- Task A:
Reproduce the thread about guide-on post tubing from the words "## Quackrstackr (Jul" through "as PVC though.", substituting "Feed stores" for "Farm stores".

- Excerpted passage:
# Can't Find 'PVC' for Guide-On Posts



## RivRunR (Jul 20, 2010)

The PVC on my guide-on posts is cracked in several places, and I'd like to replace it with the same type of PVC that's on there now...which is *NOT* schedule 40 PVC like you can get from Lowe's...it's a thinner diameter material.

And, just to be even more picky, I'd like to use black...like these posts at Cabela's : Cabela's Post Guide-Ons.

I've googled til I'm blue in the face and all I can find is the complete guide-ons, not just the tubes.

Anybody got any idea / source where these types of tubes can be found?

Thanks!

RR


----------



## ACarbone624 (Jul 20, 2010)

There is a thin walled PVC you can buy. We buy some occasionally for work at out local irrigation supply store. Its probably half the thickness of regular schedule 40 PVC. You can always spray paint it black.


----------



## Brine (Jul 20, 2010)

ask Cabela's


----------



## Quackrstackr (Jul 20, 2010)

Farm stores, building supply stores, places that sell irrigation equipment, even our Lowe's has it.


----------



## Zum (Jul 20, 2010)

ABS is similar to PVC,it's black.
I think it's just as thick as PVC though.


----------



## malaki (Jul 20, 2010)

mobile homes use the black abs plumbing. might be able to get some used stuff from sombody scrapping one out.


----------



## wis bang (Aug 7, 2010)

They sell a thinner PVC for drain lines, I've seen 4" & 3" @ home depot w/ fittings for making downspouts connect to French drains...check and see if they have it in 2".


----------

- Supplied material:

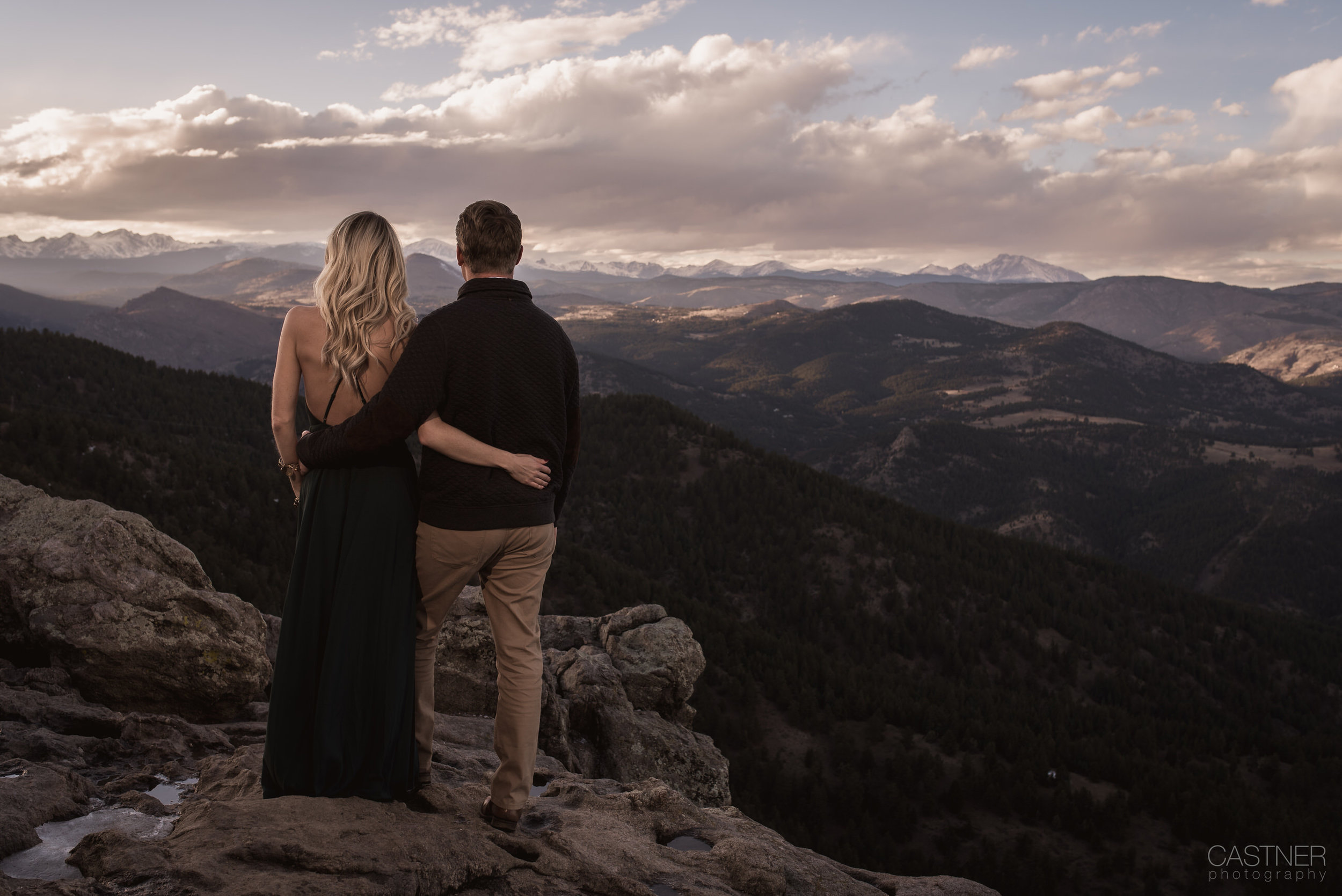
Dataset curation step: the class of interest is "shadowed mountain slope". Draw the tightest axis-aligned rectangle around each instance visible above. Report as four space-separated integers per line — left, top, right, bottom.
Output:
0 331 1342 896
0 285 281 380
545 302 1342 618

* * *

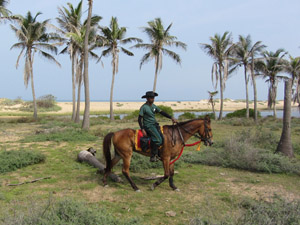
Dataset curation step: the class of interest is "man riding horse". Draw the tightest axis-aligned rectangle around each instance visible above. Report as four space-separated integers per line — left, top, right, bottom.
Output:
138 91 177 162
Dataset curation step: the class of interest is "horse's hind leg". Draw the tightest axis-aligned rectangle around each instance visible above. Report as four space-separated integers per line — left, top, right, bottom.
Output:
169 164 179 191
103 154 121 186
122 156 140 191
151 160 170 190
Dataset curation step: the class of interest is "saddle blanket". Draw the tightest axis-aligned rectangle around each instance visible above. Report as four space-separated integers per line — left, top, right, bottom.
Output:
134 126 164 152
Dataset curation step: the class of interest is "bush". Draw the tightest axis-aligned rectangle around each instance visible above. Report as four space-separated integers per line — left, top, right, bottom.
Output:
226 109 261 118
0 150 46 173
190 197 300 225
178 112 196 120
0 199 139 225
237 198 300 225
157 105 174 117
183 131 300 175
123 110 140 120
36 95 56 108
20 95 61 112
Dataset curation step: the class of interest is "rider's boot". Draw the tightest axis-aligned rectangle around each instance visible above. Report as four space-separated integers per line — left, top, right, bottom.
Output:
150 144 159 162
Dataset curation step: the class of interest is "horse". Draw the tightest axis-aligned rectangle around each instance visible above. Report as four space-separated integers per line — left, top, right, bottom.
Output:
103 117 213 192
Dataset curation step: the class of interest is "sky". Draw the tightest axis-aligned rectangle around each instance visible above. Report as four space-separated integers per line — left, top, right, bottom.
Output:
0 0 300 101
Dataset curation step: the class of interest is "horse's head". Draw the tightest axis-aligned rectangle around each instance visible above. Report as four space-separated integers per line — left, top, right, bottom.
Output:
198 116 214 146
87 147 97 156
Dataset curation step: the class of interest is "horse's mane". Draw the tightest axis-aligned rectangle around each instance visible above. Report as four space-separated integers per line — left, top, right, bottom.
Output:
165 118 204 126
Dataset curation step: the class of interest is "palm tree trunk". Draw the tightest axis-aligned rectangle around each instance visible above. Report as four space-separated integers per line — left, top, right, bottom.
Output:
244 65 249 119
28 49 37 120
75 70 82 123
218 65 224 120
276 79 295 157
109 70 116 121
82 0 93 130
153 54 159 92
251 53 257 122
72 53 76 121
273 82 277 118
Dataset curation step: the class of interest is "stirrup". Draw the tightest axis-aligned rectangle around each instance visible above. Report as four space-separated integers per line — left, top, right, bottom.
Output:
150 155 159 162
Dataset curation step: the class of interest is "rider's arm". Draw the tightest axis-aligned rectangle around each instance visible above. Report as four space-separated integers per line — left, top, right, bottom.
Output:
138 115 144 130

...

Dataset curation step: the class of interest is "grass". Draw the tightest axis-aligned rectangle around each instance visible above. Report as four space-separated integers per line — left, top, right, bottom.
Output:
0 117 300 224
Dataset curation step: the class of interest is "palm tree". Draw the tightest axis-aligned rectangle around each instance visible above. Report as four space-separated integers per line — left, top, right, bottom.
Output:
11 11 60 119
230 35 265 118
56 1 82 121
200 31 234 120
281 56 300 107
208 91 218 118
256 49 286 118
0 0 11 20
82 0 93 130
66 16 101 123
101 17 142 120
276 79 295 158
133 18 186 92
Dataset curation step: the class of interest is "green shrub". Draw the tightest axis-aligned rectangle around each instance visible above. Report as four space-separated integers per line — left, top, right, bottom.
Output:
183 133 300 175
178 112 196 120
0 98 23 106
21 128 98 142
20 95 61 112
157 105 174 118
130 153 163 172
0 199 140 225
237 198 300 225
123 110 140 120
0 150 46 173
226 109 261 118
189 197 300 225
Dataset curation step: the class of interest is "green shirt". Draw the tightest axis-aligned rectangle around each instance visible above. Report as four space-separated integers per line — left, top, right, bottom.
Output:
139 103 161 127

- Task B:
Copy out each line of the records above that contains the string "tree".

- Exercise result A:
## Quackrstackr (Jul 20, 2010)

Feed stores, building supply stores, places that sell irrigation equipment, even our Lowe's has it.


----------



## Zum (Jul 20, 2010)

ABS is similar to PVC,it's black.
I think it's just as thick as PVC though.

- Exercise result B:
Dataset curation step: the class of interest is "palm tree trunk". Draw the tightest axis-aligned rectangle around each instance visible above. Report as four space-separated integers per line — left, top, right, bottom.
Dataset curation step: the class of interest is "palm tree". Draw the tightest axis-aligned rectangle around each instance visible above. Report as four space-separated integers per line — left, top, right, bottom.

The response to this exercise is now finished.